- [Excerpted data]:
╭──

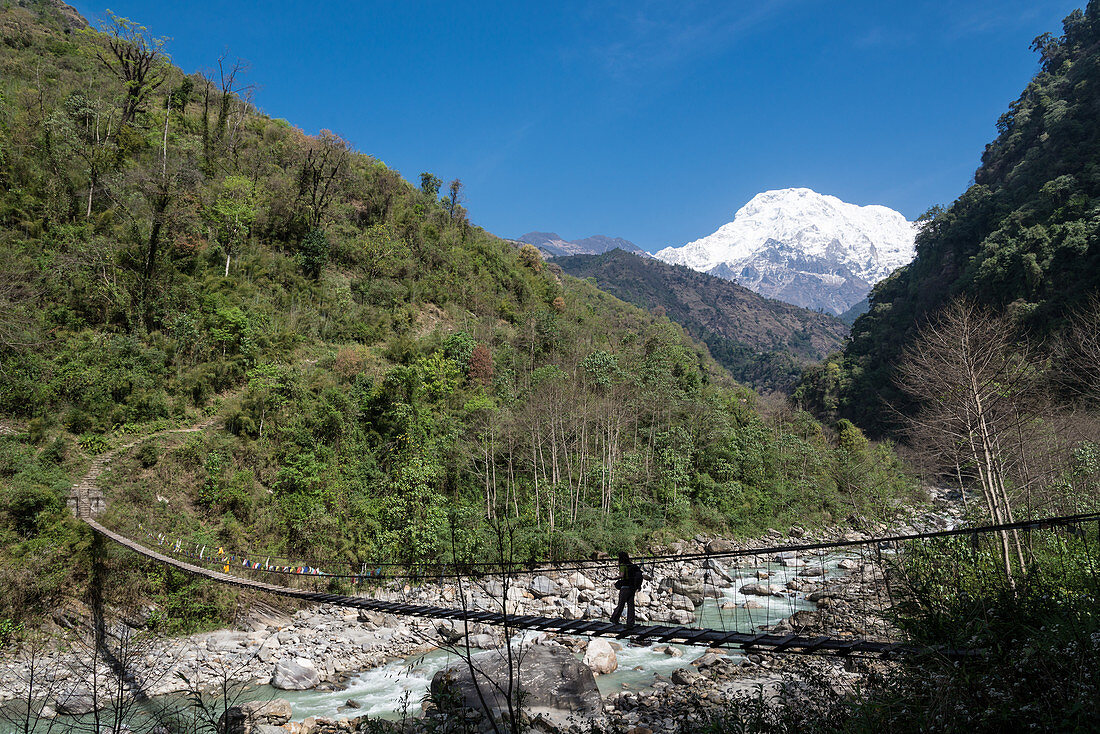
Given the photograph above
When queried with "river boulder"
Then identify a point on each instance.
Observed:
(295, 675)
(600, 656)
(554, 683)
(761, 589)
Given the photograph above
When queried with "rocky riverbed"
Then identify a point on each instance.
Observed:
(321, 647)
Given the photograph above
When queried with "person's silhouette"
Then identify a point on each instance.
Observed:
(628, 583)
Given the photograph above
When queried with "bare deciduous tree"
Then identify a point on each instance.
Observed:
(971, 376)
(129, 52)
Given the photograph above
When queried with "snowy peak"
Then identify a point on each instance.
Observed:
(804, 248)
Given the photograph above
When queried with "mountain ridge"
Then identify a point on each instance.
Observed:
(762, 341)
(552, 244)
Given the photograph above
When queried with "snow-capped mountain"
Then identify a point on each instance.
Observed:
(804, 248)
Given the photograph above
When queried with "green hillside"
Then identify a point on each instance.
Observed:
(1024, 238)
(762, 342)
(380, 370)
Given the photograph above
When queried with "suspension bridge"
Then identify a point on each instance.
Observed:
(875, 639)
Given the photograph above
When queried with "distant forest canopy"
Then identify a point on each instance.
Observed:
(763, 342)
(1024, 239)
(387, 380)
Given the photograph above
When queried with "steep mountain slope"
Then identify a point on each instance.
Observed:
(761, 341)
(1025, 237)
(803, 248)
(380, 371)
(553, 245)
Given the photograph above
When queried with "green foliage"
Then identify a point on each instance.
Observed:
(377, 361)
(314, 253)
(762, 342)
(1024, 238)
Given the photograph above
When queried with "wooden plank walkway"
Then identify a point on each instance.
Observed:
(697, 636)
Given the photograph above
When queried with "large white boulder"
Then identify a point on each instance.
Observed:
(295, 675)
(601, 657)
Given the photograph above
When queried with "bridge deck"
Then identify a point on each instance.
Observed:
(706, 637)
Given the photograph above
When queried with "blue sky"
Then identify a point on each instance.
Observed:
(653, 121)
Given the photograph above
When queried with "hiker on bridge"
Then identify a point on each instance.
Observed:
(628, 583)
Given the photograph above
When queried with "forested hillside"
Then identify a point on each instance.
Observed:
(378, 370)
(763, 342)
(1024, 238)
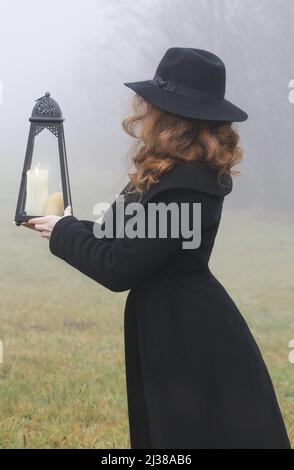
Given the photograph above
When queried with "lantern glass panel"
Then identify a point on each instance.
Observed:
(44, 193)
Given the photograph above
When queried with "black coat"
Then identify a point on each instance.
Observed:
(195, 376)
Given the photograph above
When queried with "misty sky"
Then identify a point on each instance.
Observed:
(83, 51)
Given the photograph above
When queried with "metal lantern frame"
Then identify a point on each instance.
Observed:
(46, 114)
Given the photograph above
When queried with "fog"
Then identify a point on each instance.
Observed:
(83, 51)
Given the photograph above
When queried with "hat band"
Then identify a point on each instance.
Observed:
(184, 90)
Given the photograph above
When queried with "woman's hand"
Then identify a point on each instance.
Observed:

╰──

All lines above that include the word "mountain" must be copied into the answer.

When queried with "mountain ridge"
When queried with "snow-capped mountain"
When queried with "steep mountain slope"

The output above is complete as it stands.